§ **Aim of the task**:
What appears from the first line of the records below through the line containing "Target: gray jeans" must be reproduced verbatim.

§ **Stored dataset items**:
********

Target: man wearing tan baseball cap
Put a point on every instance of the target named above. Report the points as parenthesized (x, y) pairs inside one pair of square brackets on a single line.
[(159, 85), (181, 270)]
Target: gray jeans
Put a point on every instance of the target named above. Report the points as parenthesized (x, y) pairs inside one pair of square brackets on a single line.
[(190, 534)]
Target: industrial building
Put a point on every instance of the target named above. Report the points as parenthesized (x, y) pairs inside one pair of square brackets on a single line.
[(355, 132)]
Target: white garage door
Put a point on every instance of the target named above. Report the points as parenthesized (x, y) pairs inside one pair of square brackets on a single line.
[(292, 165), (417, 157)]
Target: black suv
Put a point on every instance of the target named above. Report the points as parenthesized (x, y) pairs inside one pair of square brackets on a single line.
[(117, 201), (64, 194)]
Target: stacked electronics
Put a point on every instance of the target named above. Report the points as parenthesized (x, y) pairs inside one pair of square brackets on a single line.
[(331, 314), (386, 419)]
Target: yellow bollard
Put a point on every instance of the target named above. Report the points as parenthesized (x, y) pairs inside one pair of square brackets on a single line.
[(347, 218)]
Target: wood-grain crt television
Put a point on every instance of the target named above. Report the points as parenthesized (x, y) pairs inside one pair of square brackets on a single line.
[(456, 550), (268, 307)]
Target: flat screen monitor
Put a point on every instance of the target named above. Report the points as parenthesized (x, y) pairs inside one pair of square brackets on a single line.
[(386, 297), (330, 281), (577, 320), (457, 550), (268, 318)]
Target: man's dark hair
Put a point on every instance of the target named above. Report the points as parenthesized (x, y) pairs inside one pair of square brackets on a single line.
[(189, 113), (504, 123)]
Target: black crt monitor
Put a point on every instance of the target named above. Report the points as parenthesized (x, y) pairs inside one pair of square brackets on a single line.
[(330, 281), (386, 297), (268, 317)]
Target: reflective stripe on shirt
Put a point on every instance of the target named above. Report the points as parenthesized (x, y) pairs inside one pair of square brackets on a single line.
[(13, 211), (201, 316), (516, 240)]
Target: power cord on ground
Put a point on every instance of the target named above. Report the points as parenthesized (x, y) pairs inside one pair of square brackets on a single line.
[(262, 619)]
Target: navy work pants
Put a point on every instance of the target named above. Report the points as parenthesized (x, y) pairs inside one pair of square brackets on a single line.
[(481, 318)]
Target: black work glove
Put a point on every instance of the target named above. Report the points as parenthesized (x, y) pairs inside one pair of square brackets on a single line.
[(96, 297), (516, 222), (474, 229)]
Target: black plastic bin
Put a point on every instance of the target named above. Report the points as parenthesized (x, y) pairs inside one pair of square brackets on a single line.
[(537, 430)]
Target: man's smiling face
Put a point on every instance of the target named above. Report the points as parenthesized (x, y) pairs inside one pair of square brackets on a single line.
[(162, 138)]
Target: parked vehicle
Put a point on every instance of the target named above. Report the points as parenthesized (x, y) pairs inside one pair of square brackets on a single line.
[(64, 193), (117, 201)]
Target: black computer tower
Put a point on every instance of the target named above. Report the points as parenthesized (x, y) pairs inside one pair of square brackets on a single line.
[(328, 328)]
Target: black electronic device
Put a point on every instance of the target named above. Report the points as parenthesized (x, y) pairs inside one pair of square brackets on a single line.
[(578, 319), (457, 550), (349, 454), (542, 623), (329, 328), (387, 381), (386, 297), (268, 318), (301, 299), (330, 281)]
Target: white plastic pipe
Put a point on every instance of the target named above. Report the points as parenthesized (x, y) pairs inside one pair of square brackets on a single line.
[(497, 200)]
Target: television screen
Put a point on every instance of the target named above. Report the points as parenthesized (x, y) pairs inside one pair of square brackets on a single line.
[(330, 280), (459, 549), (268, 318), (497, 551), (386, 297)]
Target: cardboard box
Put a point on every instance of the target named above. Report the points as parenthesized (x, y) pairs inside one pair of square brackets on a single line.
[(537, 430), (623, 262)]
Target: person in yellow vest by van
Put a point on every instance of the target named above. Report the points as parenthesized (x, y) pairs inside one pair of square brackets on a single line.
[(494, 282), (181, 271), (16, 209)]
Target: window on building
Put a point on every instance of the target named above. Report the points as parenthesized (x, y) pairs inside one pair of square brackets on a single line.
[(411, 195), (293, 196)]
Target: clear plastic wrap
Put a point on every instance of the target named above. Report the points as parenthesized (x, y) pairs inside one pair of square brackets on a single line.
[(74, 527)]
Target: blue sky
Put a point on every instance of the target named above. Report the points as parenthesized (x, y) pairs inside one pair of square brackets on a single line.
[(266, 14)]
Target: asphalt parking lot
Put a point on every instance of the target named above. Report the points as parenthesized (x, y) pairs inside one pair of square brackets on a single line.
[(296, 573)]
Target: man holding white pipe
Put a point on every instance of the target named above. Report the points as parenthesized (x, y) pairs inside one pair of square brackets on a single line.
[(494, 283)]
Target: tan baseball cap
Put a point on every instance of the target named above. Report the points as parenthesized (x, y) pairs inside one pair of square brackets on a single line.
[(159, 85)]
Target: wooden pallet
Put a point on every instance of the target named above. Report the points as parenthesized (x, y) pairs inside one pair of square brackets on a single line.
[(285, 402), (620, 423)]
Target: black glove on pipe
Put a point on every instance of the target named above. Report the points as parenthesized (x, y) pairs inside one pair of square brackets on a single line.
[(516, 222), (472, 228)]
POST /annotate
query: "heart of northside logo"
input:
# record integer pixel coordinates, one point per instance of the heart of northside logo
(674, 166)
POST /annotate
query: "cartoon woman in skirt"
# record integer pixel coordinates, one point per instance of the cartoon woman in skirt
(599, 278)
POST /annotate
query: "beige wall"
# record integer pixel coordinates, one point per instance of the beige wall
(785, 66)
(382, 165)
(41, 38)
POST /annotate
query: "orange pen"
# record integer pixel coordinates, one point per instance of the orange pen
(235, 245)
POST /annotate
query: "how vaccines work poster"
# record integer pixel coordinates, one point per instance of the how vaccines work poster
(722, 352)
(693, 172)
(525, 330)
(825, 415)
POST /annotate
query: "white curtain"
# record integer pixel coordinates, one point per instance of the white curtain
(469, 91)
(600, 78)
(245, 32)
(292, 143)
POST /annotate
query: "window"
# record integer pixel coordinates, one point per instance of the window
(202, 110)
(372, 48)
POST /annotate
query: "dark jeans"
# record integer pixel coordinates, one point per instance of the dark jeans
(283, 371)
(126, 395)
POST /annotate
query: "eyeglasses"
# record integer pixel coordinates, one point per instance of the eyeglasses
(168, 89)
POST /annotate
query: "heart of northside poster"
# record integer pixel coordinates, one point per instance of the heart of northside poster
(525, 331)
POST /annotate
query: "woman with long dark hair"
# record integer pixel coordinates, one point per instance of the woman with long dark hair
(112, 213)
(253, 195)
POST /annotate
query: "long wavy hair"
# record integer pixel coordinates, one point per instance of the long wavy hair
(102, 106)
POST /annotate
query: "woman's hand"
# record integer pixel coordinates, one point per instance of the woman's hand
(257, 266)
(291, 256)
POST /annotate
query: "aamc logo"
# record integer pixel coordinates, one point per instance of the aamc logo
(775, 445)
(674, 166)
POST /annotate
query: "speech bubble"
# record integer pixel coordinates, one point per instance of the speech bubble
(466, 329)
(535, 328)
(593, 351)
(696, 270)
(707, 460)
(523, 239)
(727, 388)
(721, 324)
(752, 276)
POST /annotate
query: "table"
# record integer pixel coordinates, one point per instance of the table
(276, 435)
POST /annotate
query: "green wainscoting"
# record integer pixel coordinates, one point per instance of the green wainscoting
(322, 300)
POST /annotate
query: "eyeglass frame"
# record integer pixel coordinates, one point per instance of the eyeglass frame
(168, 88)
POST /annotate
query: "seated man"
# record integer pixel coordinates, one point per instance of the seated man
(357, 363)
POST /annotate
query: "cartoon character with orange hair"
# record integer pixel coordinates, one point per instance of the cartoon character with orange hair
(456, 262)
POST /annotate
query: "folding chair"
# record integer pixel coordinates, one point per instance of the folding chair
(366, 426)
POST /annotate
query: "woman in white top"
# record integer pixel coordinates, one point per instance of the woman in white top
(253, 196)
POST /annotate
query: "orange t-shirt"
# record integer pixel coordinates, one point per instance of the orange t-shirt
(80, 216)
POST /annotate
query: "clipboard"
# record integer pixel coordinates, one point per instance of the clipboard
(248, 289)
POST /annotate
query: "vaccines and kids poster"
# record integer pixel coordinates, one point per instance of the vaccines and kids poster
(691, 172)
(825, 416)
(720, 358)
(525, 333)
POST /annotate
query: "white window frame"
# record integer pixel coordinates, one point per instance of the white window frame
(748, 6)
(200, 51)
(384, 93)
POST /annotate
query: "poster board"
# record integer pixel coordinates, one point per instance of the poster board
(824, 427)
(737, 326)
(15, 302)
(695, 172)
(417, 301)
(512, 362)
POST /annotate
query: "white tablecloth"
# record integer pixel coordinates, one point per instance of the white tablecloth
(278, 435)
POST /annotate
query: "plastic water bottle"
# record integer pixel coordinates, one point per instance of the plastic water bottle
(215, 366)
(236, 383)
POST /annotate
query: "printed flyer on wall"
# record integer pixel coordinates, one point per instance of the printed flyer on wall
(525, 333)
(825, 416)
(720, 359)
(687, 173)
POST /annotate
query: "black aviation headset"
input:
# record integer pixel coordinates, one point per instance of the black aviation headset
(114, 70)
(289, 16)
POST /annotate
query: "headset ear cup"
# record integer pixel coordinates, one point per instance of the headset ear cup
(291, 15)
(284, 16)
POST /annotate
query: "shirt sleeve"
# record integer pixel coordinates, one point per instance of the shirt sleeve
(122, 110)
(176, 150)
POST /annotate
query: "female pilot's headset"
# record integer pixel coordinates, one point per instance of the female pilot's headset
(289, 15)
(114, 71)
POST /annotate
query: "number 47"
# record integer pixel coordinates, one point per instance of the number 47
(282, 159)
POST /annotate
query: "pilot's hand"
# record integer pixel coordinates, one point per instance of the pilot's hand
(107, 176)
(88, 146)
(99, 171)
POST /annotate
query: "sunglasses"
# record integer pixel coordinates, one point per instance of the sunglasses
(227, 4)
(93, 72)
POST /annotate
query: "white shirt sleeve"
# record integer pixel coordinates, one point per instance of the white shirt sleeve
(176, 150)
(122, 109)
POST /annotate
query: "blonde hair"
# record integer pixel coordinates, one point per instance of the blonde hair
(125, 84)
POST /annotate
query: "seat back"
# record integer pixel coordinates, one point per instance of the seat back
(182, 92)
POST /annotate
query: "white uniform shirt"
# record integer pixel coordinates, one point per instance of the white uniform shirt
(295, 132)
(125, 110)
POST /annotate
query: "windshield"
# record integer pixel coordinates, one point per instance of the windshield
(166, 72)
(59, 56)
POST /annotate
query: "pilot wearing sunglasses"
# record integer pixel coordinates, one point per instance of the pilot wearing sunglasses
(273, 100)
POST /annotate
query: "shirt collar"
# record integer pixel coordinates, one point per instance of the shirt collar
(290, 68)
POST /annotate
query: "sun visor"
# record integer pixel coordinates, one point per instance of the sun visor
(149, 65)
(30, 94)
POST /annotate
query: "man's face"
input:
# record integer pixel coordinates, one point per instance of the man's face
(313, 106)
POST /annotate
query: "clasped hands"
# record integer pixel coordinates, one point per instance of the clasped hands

********

§ **Exercise response**:
Target: man wearing tan baseball cap
Put a point on every instance of the target named above. Report the points as parenthesized (x, y) pairs inside one pair of square brackets on a single line.
[(159, 85), (181, 270)]
Target: gray jeans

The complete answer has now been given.